[Entries for pointing and labeling]
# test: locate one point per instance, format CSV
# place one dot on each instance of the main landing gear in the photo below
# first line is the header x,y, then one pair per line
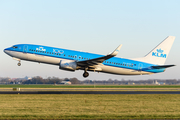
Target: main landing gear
x,y
85,74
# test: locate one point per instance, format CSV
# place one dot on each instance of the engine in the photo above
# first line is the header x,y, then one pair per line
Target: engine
x,y
67,65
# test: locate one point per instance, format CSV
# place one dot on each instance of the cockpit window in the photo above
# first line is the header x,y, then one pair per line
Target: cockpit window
x,y
14,47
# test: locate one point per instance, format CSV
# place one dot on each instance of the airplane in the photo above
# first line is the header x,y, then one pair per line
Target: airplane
x,y
71,60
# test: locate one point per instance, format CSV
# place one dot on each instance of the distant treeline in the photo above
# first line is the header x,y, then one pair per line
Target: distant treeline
x,y
56,80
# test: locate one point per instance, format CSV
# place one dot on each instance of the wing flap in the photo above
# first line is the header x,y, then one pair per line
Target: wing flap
x,y
100,59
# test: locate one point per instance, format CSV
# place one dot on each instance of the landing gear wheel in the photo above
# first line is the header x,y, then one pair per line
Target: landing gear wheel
x,y
19,64
85,74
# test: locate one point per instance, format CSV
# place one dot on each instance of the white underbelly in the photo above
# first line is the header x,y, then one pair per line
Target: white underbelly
x,y
122,71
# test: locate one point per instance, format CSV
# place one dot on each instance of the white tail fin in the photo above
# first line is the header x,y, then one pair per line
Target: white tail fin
x,y
160,53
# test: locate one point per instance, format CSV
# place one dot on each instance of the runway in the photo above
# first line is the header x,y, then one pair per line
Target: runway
x,y
89,92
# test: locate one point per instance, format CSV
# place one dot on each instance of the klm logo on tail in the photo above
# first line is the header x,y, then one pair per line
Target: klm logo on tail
x,y
159,53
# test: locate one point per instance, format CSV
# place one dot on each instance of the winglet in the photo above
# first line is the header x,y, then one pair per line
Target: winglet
x,y
116,51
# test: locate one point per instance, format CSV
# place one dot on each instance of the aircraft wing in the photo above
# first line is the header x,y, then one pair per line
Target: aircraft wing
x,y
95,61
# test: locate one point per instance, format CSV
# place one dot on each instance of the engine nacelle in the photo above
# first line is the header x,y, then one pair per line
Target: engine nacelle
x,y
67,65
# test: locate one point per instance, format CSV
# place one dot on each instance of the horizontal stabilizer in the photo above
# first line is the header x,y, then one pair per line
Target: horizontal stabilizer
x,y
162,66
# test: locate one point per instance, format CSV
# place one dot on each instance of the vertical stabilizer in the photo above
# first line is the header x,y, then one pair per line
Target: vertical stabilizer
x,y
160,53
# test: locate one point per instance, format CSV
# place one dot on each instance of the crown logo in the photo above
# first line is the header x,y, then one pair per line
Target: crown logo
x,y
160,51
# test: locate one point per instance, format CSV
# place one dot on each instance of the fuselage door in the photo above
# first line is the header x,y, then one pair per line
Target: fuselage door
x,y
25,49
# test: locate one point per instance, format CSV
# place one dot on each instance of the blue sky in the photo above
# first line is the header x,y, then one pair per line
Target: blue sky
x,y
96,26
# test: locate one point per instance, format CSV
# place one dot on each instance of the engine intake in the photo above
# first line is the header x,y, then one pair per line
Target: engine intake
x,y
67,65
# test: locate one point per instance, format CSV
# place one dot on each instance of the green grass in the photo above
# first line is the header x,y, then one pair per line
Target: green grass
x,y
90,86
89,106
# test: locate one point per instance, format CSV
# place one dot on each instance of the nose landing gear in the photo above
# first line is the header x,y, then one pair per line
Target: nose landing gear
x,y
85,74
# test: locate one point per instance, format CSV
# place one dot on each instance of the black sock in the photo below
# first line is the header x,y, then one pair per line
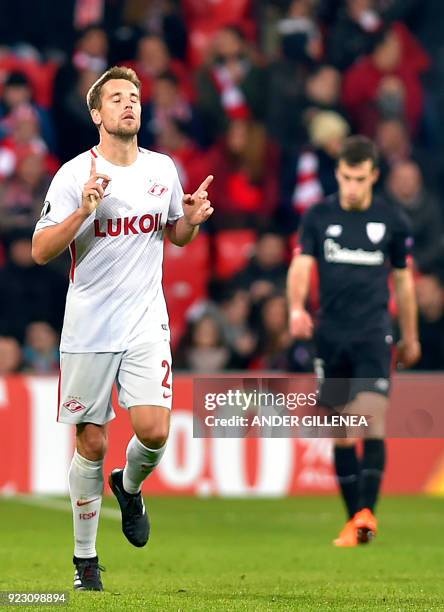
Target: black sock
x,y
372,470
347,472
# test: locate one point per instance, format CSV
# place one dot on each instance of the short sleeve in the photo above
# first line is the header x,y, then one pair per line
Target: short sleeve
x,y
62,199
401,243
175,210
309,242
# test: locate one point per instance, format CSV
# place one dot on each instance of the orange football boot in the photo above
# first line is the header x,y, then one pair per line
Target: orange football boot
x,y
348,536
366,525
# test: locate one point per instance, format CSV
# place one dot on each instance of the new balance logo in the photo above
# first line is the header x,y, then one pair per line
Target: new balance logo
x,y
128,225
74,406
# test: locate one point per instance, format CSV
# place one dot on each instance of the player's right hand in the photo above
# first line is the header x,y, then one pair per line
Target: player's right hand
x,y
301,324
93,191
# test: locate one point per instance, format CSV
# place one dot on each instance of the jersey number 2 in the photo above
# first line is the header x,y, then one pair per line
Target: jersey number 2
x,y
165,382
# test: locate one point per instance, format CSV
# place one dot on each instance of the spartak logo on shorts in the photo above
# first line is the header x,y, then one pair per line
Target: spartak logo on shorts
x,y
74,406
157,190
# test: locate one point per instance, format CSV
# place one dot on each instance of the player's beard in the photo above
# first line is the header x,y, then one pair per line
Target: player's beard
x,y
121,132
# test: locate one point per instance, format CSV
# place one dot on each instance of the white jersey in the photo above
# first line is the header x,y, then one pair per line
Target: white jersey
x,y
115,298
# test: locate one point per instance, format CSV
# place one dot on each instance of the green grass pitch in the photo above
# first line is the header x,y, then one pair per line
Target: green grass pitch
x,y
227,554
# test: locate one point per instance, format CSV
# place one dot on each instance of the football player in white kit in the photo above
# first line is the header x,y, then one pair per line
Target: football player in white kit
x,y
111,206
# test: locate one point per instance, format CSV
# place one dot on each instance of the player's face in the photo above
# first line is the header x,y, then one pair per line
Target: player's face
x,y
356,183
120,111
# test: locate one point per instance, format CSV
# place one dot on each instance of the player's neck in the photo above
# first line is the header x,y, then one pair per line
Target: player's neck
x,y
117,151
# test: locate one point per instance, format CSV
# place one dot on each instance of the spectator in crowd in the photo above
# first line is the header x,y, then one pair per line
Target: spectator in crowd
x,y
301,52
191,162
232,83
153,59
322,92
72,82
10,356
274,336
354,34
405,186
387,83
235,310
29,292
23,139
267,269
164,19
168,104
22,194
309,175
245,187
40,353
17,92
79,132
395,144
430,296
202,348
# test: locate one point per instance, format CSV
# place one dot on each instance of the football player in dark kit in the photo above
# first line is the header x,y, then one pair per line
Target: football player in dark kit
x,y
357,240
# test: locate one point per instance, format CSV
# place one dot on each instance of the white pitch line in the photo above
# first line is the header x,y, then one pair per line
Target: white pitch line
x,y
63,506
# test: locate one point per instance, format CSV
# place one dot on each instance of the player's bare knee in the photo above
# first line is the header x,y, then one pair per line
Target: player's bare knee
x,y
91,441
154,436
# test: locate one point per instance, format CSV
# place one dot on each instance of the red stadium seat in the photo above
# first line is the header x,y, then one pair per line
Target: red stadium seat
x,y
233,250
186,272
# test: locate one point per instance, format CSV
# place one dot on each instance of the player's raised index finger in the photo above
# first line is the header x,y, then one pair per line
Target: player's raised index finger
x,y
206,183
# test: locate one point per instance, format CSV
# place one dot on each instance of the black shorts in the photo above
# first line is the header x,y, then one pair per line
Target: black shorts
x,y
346,367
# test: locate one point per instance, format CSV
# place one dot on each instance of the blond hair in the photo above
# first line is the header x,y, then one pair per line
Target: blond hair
x,y
94,95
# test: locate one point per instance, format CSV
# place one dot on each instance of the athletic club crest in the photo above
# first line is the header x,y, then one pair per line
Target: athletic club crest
x,y
376,232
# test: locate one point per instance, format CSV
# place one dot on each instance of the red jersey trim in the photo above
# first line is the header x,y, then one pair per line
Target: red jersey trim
x,y
73,252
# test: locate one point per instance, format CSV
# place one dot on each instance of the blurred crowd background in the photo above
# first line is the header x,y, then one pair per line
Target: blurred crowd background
x,y
259,93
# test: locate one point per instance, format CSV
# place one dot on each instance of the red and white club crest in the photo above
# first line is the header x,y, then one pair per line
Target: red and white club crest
x,y
157,190
74,406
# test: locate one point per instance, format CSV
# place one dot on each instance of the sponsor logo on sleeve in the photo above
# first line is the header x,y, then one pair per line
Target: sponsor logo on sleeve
x,y
46,209
73,406
157,190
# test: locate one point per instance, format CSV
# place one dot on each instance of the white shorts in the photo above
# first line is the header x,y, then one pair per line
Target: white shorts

**What is being asked**: How many lines in the listing above contain the string "shorts"? Case counts, and the reply should be the number alone.

**Solution for this task**: 6